### EXERCISE DETAILS
Reproduce the material in full, unchanged.

### MATERIAL PROVIDED
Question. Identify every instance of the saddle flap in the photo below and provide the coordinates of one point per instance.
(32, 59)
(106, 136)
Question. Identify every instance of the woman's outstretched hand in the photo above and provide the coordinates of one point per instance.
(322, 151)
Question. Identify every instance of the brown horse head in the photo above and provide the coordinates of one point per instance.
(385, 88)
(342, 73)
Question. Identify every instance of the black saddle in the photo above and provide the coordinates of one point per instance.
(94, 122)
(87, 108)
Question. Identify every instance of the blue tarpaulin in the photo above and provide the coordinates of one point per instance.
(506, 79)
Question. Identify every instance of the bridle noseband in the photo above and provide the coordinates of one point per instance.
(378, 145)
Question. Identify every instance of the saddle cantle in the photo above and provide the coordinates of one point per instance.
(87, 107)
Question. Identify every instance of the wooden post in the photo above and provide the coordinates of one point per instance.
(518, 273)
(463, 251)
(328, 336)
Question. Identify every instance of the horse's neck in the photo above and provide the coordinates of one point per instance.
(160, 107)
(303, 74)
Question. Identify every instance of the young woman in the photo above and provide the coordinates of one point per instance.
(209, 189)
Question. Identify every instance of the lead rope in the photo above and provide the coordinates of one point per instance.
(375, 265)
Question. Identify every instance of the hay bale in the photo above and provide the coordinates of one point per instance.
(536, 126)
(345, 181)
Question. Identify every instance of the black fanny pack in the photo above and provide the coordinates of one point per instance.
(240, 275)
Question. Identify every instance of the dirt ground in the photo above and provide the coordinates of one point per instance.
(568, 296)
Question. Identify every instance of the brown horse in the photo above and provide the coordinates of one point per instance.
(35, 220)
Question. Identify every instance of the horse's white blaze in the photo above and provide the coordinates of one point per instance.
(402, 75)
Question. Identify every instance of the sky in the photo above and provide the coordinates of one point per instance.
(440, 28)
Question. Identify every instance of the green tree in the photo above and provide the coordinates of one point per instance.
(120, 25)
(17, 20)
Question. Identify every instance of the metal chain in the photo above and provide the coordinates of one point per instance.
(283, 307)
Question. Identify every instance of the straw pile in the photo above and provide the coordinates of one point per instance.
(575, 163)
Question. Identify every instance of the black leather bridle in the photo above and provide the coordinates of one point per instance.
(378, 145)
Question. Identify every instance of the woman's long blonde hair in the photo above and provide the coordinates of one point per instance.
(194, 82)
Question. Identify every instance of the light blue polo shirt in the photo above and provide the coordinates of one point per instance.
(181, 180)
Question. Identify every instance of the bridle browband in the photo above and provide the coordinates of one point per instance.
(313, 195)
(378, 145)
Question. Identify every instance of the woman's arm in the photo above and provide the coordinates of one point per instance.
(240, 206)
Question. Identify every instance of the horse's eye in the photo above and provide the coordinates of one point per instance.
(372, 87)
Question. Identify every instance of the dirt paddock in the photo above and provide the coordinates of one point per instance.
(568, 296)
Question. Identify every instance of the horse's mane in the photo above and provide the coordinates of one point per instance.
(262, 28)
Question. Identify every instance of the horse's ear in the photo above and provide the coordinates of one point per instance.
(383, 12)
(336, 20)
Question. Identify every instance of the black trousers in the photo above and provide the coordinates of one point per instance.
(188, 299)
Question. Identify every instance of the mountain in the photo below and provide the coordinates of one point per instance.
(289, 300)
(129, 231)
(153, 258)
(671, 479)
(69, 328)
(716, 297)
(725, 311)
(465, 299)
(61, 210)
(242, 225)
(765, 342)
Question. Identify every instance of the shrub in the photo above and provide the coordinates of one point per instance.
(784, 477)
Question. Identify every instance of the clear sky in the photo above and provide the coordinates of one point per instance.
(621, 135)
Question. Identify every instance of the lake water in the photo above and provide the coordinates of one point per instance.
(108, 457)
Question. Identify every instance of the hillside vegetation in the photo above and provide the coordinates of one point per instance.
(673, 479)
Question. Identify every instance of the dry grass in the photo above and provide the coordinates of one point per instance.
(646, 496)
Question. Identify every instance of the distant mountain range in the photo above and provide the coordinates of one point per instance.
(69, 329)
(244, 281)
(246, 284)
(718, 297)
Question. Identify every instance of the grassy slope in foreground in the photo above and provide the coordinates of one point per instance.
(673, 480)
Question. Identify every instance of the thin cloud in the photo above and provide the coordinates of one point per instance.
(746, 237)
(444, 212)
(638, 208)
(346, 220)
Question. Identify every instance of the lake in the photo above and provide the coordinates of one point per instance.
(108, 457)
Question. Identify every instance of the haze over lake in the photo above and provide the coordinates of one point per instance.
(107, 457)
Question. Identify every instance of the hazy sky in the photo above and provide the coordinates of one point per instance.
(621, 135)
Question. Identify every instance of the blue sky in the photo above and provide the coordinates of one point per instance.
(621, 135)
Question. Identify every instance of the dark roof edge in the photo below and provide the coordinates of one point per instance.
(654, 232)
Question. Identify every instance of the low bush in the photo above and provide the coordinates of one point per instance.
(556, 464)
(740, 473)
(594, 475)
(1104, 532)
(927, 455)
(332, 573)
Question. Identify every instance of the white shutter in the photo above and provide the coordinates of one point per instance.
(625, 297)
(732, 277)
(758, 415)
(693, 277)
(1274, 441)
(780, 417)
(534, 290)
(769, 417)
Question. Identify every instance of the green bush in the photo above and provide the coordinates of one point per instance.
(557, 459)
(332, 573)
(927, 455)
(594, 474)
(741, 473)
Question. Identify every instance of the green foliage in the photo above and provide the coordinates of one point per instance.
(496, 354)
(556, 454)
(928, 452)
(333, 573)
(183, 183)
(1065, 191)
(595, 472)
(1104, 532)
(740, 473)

### FULL SOLUTION
Question. Identify every instance of the saddle flap in the photo below and provide the coordinates of one point per instance.
(32, 59)
(106, 136)
Question. Identify every instance of the woman's outstretched hand in the photo above and provide the coordinates of one point per instance.
(322, 151)
Question. Identify every instance of the brown horse head in the photo above and provide the coordinates of one point per instance.
(385, 88)
(342, 73)
Question. Identify every instance of the black saddle in the photo above and provide the coordinates of one point per instance.
(94, 122)
(87, 108)
Question. Identify every instance of the blue tarpaulin in the photo above and provide the coordinates of one point per instance.
(506, 79)
Question. Identify every instance of the bridle noseband in the photo above and provide the coordinates of one point per instance.
(378, 145)
Question. Identify every instance of the saddle cantle in the photo above and provide the coordinates of one point per instance.
(87, 107)
Question. Identify every instance of the wooden post in the photo above and provide the coordinates of one point per instance.
(518, 273)
(463, 251)
(328, 336)
Question. Identify every instance of the horse's neck in the photo above and provide the coordinates of one point per instance.
(160, 107)
(303, 74)
Question. Identify every instance of the young woman in the photo above and provide the coordinates of one point per instance.
(209, 189)
Question. Identify every instance of the lead rope in the photo above and provide the coordinates of one point per instance.
(375, 265)
Question. Identify every instance of the hay bale in the photo above and provide the coordinates of one point per instance.
(536, 126)
(345, 181)
Question. Identify every instance of the black fanny pack in the photo above and provide the coordinates of one point per instance.
(240, 275)
Question. Identify every instance of the dirt ground in the photo above and provide the coordinates of one point per instance.
(568, 296)
Question. Identify every instance of the brown horse in the photo above and provide the coordinates of one point per instance.
(35, 220)
Question. Identify every instance of the horse's white blaze in the photo above and provide the coordinates of one point per instance.
(402, 75)
Question. Identify every instance of the sky in the photo above and provide the coordinates of one point per instance.
(440, 28)
Question. Identify every instance of the green tree in the photo above and provide the coordinates of one point per instance.
(120, 25)
(17, 20)
Question. Identify every instance of the metal chain in the photo above and provide the coordinates of one point per instance.
(283, 307)
Question. Identify every instance of the straw pile in the photo above and provide the coordinates of one point per instance.
(575, 163)
Question. Identify every instance of the black leather bridle in the photo above and provide the coordinates of one point per instance.
(378, 145)
Question. Identify every instance of the woman's long blonde hair in the photo above and provide the coordinates of one point per instance.
(194, 82)
Question. Identify every instance of the light blue polo shirt in the photo above and provide the coordinates of one point per instance.
(181, 180)
Question. Identify every instance of the bridle browband in the photo above and provide the coordinates of one point per instance.
(313, 195)
(378, 145)
Question. Identify every instance of the woman's arm in the photo above and provide the coordinates of one point per instance.
(240, 206)
Question. Identify every instance of the horse's eye in the photo above and provide the coordinates of one point per instance.
(372, 87)
Question. Identify every instance of the dirt paddock in the photo above and provide the coordinates of one point per instance.
(568, 296)
Question. Identify every instance of the horse's mane in the photo above and provide the coordinates of one point per instance.
(262, 28)
Question. Identify every instance of the horse's ear in the photo above and provide the coordinates of one point per instance.
(383, 12)
(336, 20)
Question. Identify every instance of the black trousers in the photo above and provide the coordinates of one point per instance.
(188, 299)
Question. Identify every instance of the mountain in the photo below and provide the coordinates of one point per instance.
(289, 300)
(129, 231)
(153, 258)
(671, 479)
(69, 328)
(716, 297)
(725, 311)
(465, 299)
(61, 210)
(242, 225)
(765, 342)
Question. Identify every instance of the shrub in the photo above and provide the coordinates of one point per instance.
(784, 477)
Question. Identify every instance of the clear sky in the photo above and provide the coordinates of one point per instance.
(621, 135)
Question. Identify every instance of the lake water in the photo above and provide the coordinates of one point per instance.
(108, 457)
Question. Identify every instance of the hillside vegetation in the photo above and provide the coordinates of one point per instance.
(673, 479)
Question. Identify every instance of the dry grass in the photo above and provide the coordinates of one point per instance.
(646, 496)
Question. Identify every instance of the distant mountain range in the photo above and provide the coordinates of one point per instance.
(69, 329)
(244, 281)
(246, 284)
(718, 297)
Question. Identify every instance of the grassy slope in foreground in the photo above and provide the coordinates of one point per instance.
(673, 480)
Question. Identify every instance of the thin cloud in the photo above and provide the coordinates of one point per instance.
(746, 237)
(444, 212)
(638, 208)
(346, 220)
Question. Identify every instance of the lake in the photo above and provide the coordinates of one point per instance.
(108, 457)
Question. Identify every instance of the haze over lake in the photo above and provide the coordinates of one point per instance.
(107, 457)
Question. Identify every instance of the hazy sky in the photo above and provide the coordinates of one point per instance.
(621, 135)
Question. Identify every instance of the blue sky in the photo above and provide the coordinates of one point per instance.
(621, 135)
Question. Identify every instance of the dark roof edge in the photo below and provide the coordinates of one point per instance.
(654, 232)
Question. Identify every instance of the low bush in the photo above and provide the coordinates of one point per instance.
(556, 464)
(740, 473)
(594, 475)
(1104, 532)
(927, 455)
(332, 573)
Question. Identify every instance of the white shutter in the photo above and provide the coordinates of one point per instance.
(625, 297)
(732, 277)
(758, 415)
(693, 277)
(1274, 441)
(780, 417)
(534, 290)
(769, 417)
Question. Identify every instance of the green bush in the photo above and provide the coordinates of one point per instance.
(557, 459)
(332, 573)
(927, 455)
(594, 474)
(741, 473)
Question. Identify every instance of the green foliage in the photo above and provide the coordinates of one point per instance.
(496, 354)
(556, 454)
(928, 452)
(333, 573)
(183, 183)
(1065, 191)
(595, 472)
(1104, 532)
(740, 473)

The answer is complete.